++++ Data shown
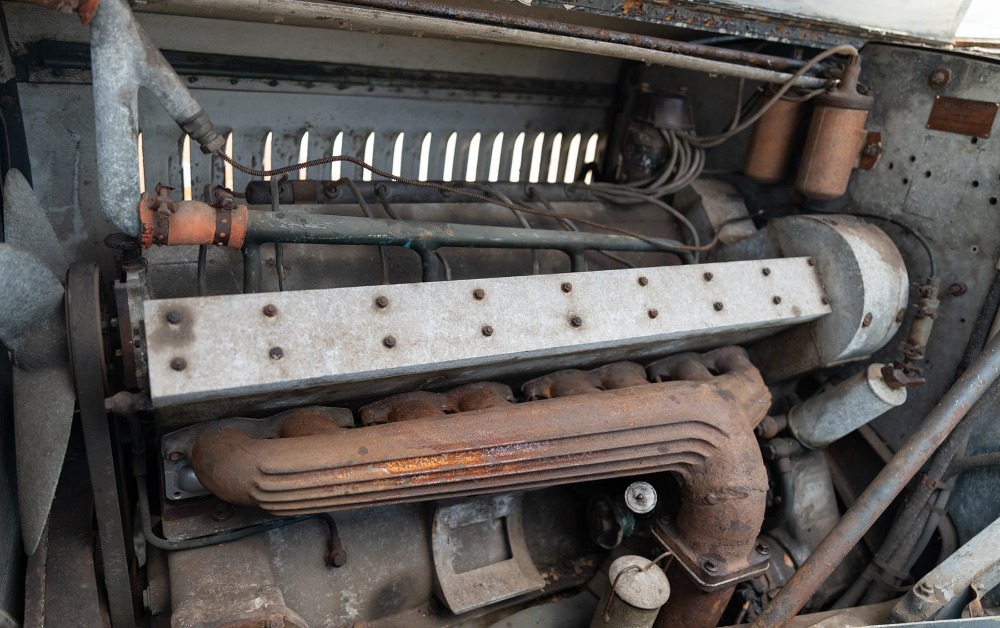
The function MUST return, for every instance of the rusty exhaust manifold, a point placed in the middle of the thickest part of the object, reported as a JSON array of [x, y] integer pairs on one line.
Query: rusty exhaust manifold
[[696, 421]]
++++++++
++++ Data shown
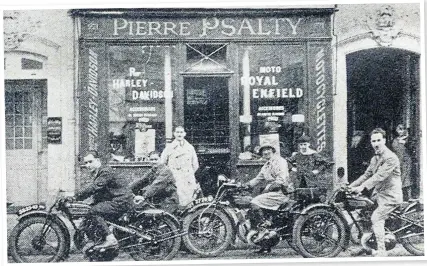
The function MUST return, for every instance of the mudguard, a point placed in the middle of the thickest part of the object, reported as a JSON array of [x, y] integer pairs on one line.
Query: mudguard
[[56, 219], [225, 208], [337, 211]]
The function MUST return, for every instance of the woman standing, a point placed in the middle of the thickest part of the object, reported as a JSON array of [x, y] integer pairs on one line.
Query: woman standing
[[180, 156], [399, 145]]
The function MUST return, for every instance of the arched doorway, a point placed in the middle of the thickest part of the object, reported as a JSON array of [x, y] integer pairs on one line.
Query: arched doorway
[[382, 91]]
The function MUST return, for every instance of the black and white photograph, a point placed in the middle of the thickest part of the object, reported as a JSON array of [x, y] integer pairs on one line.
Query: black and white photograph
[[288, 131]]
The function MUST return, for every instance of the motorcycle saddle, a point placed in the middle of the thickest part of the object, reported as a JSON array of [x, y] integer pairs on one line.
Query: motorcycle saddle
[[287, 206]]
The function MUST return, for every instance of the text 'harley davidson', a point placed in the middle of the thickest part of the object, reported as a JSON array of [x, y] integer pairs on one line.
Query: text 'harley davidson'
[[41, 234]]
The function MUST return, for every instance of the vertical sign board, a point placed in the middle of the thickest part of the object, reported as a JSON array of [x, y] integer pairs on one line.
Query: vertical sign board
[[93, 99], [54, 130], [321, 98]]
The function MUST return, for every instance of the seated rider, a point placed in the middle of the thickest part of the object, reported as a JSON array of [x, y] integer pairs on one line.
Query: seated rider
++++++++
++++ Data shown
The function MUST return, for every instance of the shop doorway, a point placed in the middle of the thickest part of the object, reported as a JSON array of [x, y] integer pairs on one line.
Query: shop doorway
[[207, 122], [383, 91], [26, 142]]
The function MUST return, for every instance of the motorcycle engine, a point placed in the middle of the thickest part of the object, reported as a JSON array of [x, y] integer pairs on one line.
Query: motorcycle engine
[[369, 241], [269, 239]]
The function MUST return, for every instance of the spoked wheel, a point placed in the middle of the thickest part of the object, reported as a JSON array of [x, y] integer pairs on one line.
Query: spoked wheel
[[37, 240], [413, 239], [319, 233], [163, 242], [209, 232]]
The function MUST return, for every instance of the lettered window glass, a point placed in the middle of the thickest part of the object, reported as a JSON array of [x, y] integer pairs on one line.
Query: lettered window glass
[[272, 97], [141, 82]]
++++++++
What is required
Copy out the lines of the records from the one containing "motorcycle saddle, a" through the one containing "Query: seated rider", both included, requests and all, shifting every point coordinate in the answers up by 64.

Solution to the problem
The function MUST return, for every instance of the motorcycle saddle, a point placed in the middle of the thickest part of the object, reported as a JSON array of [x, y] integer pairs on one line.
Query: motorcycle saddle
[[351, 270]]
The function MUST return, for every instance of the text 'harley davidson', a point placed in the middle of the thickest part of the object, reported as a JSON array of [x, y] integer pairs on one line.
Query: text 'harley davidson'
[[105, 298]]
The function MUST return, for every instance of the vertical sign board, a point placed in the middle of the thickest part of the object, reported as a JSON array of [x, y] integer pairs on one line.
Query: vertical sign board
[[157, 163], [118, 194], [385, 162]]
The function MUST return, for every instance of the seated rider, a point placed in the middle of the thickest part of the object, reported as a JSON array of [x, y] integer pairs on one line.
Query: seated rider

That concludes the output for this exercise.